▶ _Teks yang Ditampilkan_

Berbicara
mengenai cinta, tentu setiap manusia mempunyai sebuah cinta. Entah cinta
apapun. Setiap manusia yang hidup pasti mempunyai perbedaan dalam menafsirkan
sebuah cinta. Isna Nurul, siswa kelas tiga jurusan keagamaan menafsirkan cinta
dari segi keagamaan yakni cinta adalah cinta kepada Allah dengan mentaati
segala perintah-Nya dan menjauhi segala larangan-Nya dengan ikhlas dan ridha
terhadap ajaran yang dibawa Nabi Muhammad SAW serta selalu berhusnudzon
dengan-Nya. Nurazizah Fitriyani Nahri mahasiswi semester dua jurusan kimia menafsirkan
cinta dari segi kimia yakni sebuah rasa yang didalamnya mengalir jutaan volt
elektron, dan sangat indah untuk dirasakan. Arief Dessy Nurhidayat menafsirkan
bahwa cinta itu tersusun dr beberapa elemen yg padu dan
tidak boleh terbalik sehingga hasilnya sangat estetis. Contoh penafsiran cinta
tersebut tentunya sesuai dengan profesi mereka.

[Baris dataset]
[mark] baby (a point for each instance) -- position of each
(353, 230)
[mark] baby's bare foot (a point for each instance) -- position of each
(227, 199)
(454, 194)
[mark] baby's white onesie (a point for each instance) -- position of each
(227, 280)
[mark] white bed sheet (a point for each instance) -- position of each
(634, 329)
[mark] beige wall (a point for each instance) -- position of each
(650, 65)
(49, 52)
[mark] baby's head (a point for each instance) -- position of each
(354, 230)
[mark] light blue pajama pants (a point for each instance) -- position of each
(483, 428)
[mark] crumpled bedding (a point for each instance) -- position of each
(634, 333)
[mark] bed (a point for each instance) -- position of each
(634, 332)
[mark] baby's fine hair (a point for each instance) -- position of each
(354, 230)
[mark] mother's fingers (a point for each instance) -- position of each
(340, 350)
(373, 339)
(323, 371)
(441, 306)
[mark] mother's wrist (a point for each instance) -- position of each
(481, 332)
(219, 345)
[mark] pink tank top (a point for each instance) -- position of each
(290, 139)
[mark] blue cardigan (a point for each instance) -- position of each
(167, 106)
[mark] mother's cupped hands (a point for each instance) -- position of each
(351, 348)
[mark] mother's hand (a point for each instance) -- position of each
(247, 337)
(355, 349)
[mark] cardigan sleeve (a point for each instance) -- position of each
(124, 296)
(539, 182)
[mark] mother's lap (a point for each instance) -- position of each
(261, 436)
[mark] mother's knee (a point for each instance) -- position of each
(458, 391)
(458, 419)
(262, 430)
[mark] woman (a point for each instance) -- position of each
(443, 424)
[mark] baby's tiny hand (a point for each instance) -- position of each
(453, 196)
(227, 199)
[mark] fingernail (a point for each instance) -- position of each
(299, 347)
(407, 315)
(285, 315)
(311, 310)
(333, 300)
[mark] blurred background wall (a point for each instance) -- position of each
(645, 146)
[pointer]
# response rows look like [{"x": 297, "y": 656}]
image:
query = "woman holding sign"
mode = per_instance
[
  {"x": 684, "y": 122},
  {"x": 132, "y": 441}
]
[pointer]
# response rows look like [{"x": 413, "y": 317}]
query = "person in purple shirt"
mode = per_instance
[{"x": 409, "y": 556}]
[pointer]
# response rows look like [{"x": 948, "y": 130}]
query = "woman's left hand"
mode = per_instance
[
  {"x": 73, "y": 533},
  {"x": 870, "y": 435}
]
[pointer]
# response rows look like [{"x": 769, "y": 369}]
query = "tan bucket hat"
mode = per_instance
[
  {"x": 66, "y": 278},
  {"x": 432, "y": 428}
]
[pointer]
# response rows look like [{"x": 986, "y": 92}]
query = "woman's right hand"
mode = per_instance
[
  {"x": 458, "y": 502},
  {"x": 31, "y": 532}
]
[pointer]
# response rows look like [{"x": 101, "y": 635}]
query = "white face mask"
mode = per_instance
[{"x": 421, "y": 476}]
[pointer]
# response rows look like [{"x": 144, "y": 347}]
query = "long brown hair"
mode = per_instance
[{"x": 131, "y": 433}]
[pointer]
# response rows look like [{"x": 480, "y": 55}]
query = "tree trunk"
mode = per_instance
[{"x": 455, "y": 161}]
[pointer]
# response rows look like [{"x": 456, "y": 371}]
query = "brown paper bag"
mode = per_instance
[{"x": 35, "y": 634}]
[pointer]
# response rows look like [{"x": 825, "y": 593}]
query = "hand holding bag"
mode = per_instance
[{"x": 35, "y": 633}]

▶ _Tujuan_
Tolong tentukan apakah tiap pernyataan di bawah ini sesuai dengan teks tentang tafsiran cinta. Jawab ya atau tidak untuk masing-masing, lalu kutip dengan persis kata-kata teks yang menjadi penentunya.
(a) Isna Nurul adalah siswa kelas tiga jurusan keagamaan.
(b) Nurazizah Fitriyani Nahri adalah mahasiswi semester empat.
(c) Teks menyatakan bahwa contoh tafsiran cinta itu sesuai dengan profesi orang-orang yang menafsirkannya.
Baris-baris ini diambil dari sumber lain.

▶ _Hasil Tugas_
(a) Ya: "Isna Nurul, siswa kelas tiga jurusan keagamaan"
(b) Tidak: "mahasiswi semester dua jurusan kimia"
(c) Ya: "Contoh penafsiran cinta tersebut tentunya sesuai dengan profesi mereka"